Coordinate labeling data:
====
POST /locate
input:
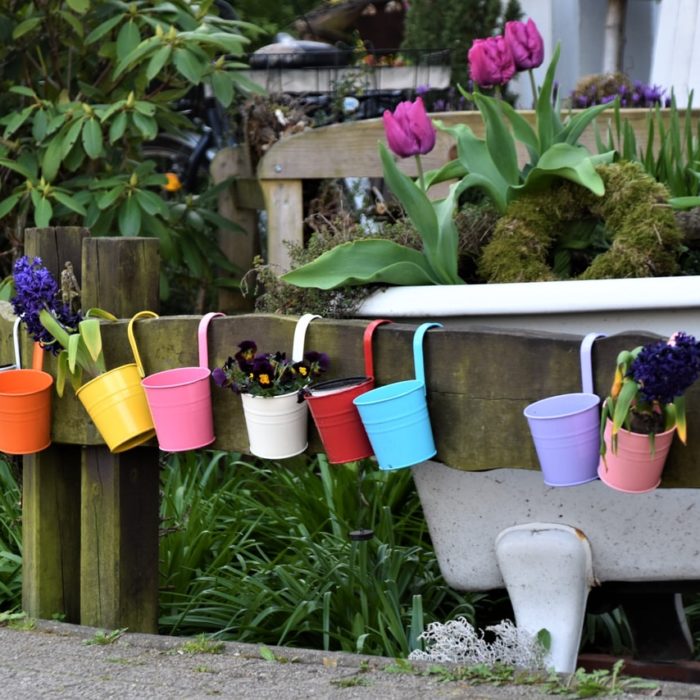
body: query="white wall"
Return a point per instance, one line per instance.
(579, 25)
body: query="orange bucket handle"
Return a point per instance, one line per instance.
(132, 339)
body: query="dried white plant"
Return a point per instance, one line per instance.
(457, 641)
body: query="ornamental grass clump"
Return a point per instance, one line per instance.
(647, 395)
(268, 374)
(51, 320)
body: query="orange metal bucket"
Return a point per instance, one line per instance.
(25, 405)
(116, 401)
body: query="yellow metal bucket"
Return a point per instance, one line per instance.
(116, 401)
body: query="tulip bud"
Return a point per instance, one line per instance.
(525, 43)
(491, 62)
(409, 130)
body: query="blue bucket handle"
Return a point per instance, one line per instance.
(418, 361)
(586, 363)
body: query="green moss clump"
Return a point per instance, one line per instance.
(646, 242)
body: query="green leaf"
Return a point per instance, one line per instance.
(69, 202)
(146, 125)
(79, 6)
(43, 211)
(158, 60)
(363, 262)
(569, 162)
(129, 218)
(117, 127)
(51, 161)
(71, 136)
(222, 84)
(189, 65)
(27, 26)
(102, 29)
(92, 138)
(416, 203)
(9, 203)
(91, 337)
(128, 39)
(73, 347)
(498, 139)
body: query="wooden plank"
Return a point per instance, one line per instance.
(119, 514)
(119, 543)
(51, 479)
(350, 149)
(51, 533)
(285, 213)
(120, 274)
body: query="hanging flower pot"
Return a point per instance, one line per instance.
(275, 412)
(336, 417)
(180, 400)
(566, 429)
(634, 466)
(396, 417)
(116, 401)
(25, 404)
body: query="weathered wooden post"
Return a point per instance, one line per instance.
(119, 503)
(51, 480)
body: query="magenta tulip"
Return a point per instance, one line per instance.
(525, 43)
(409, 130)
(491, 62)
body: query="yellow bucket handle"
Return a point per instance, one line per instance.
(132, 340)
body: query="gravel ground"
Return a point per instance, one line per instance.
(57, 660)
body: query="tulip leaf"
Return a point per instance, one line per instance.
(498, 138)
(419, 208)
(564, 161)
(364, 262)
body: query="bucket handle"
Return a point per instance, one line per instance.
(132, 340)
(367, 345)
(300, 335)
(202, 338)
(418, 361)
(586, 363)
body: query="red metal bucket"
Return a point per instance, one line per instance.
(336, 417)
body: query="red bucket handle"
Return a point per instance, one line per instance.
(202, 337)
(367, 343)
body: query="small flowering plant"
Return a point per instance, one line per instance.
(268, 374)
(72, 336)
(647, 392)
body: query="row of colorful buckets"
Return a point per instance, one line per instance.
(355, 420)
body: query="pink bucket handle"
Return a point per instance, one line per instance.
(367, 344)
(202, 337)
(300, 336)
(586, 363)
(132, 339)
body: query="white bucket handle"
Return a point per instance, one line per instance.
(300, 335)
(202, 337)
(586, 363)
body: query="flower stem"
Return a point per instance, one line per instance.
(421, 177)
(533, 85)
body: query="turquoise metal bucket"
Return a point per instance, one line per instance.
(396, 417)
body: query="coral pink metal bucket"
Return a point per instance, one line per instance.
(337, 418)
(633, 468)
(180, 401)
(566, 429)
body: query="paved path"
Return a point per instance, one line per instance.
(54, 661)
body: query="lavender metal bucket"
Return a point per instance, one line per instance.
(566, 429)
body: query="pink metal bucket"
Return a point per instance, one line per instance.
(180, 401)
(336, 417)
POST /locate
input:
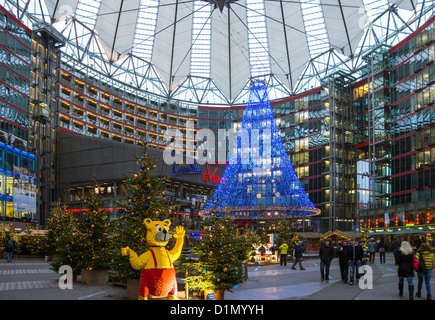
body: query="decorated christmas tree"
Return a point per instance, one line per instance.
(95, 230)
(259, 182)
(221, 253)
(145, 200)
(63, 239)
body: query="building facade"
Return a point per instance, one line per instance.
(361, 144)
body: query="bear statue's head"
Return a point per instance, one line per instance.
(157, 232)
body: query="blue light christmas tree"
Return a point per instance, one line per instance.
(259, 181)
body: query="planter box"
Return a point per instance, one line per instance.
(95, 277)
(132, 289)
(214, 294)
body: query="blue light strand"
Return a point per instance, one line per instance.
(263, 186)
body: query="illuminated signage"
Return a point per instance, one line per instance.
(187, 169)
(212, 178)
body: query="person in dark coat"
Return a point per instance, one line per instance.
(382, 249)
(355, 254)
(404, 261)
(9, 248)
(343, 260)
(298, 256)
(326, 254)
====
▶ [YOUR OBJECTIVE] Copy everything in the records above except the pictures, exactly as written.

▶ [WRITTEN SOLUTION]
POST /locate
input:
body: query="white wall"
Return a point per instance, one line per instance.
(579, 25)
body: query="orange bucket handle"
Return a point per instance, one line per instance.
(132, 339)
body: query="dried white plant"
Return a point per instance, one line per instance.
(457, 641)
body: query="ornamental grass clump"
Return a point per instance, one line per instance.
(647, 395)
(268, 374)
(51, 320)
body: query="orange metal bucket"
Return a point per instance, one line per instance.
(25, 405)
(116, 401)
body: query="yellow metal bucket"
Return a point per instance, one line per instance.
(116, 401)
body: query="tulip bud"
Return a point per instance, one line per instance.
(525, 43)
(491, 62)
(409, 130)
body: query="blue bucket handle"
Return a point per instance, one line per instance.
(418, 361)
(586, 363)
body: query="green moss clump"
Return a point per instance, one line per instance.
(646, 242)
body: query="green leaf"
Return a point per instance, one line per instance.
(69, 202)
(146, 125)
(79, 6)
(43, 211)
(158, 60)
(363, 262)
(569, 162)
(129, 218)
(117, 127)
(51, 161)
(71, 136)
(222, 84)
(189, 65)
(27, 26)
(102, 29)
(92, 138)
(416, 203)
(9, 203)
(91, 337)
(128, 39)
(73, 347)
(498, 139)
body: query="wooden plank"
Return a point per instance, one line per instance.
(119, 514)
(119, 543)
(51, 479)
(350, 149)
(51, 533)
(285, 213)
(120, 274)
body: query="hanging flower pot"
Return a point per instance, one line per instance.
(275, 412)
(336, 417)
(180, 400)
(566, 429)
(634, 466)
(396, 417)
(116, 401)
(25, 404)
body: query="weathered wooden post"
Return a point per instance, one line per instance.
(119, 503)
(51, 480)
body: query="magenta tulip"
Return a point per instance, one line per instance.
(525, 43)
(409, 130)
(491, 62)
body: query="yellow bucket handle"
Return a point per instance, one line per instance.
(132, 340)
body: query="gravel ground"
Return a point per instance, one line per instance.
(57, 660)
body: query="tulip leaf"
Return a point per instance, one line per instance.
(498, 138)
(419, 208)
(564, 161)
(364, 262)
body: query="bucket handle"
Return a point per instance, one line per instance.
(132, 340)
(367, 345)
(300, 335)
(202, 338)
(418, 361)
(586, 363)
body: query="red metal bucket"
Return a point per instance, one line per instance.
(336, 417)
body: query="red bucket handle"
Return a point per instance, one line per instance.
(202, 337)
(367, 343)
body: query="small flowering plant"
Return a point per instance, one line per instance.
(268, 374)
(72, 336)
(647, 392)
body: query="row of colorful buckets"
Return a point per instance, one line per instance.
(355, 420)
body: query="pink bucket handle"
Return a point per instance, one line per instance.
(367, 344)
(202, 337)
(300, 336)
(586, 363)
(132, 339)
body: query="white bucket handle"
Return a point per instance, one line per instance.
(300, 335)
(202, 337)
(586, 363)
body: query="flower stem"
Return a point per instance, one line per instance.
(421, 177)
(533, 85)
body: query="turquoise metal bucket"
Return a point per instance, one line per instance.
(396, 417)
body: query="coral pink metal bucket"
Return a point per instance, one line per instance.
(337, 418)
(633, 468)
(180, 401)
(566, 429)
body: query="paved path"
Return a point per instance, one line per instance.
(54, 661)
body: query="lavender metal bucket"
Return a point per instance, one line per instance.
(566, 429)
body: query="pink metal bucket"
Return a point per instance, one line per instance.
(180, 401)
(336, 417)
POST /locate
input:
body: query="decorated christmas tree"
Return a point per instance, one line per instance.
(95, 230)
(259, 182)
(221, 253)
(145, 200)
(63, 239)
body: query="building facade"
Return a point per instance, one line per instance.
(361, 144)
body: query="bear statue's head"
Return a point per instance, one line per instance.
(157, 232)
body: query="blue light christmas tree"
Return a point per instance, one line per instance.
(259, 181)
body: query="planter box"
Return a point per instance, one line per instance.
(95, 277)
(132, 289)
(214, 294)
body: query="blue light strand"
Return a point per instance, one line per instance.
(263, 186)
body: query="illuminated signage"
Return a point per instance, one line per instance.
(187, 169)
(212, 178)
body: query="person in dark coat"
Return a point per instance, one line per instance.
(382, 249)
(355, 254)
(404, 261)
(9, 248)
(343, 260)
(298, 256)
(326, 254)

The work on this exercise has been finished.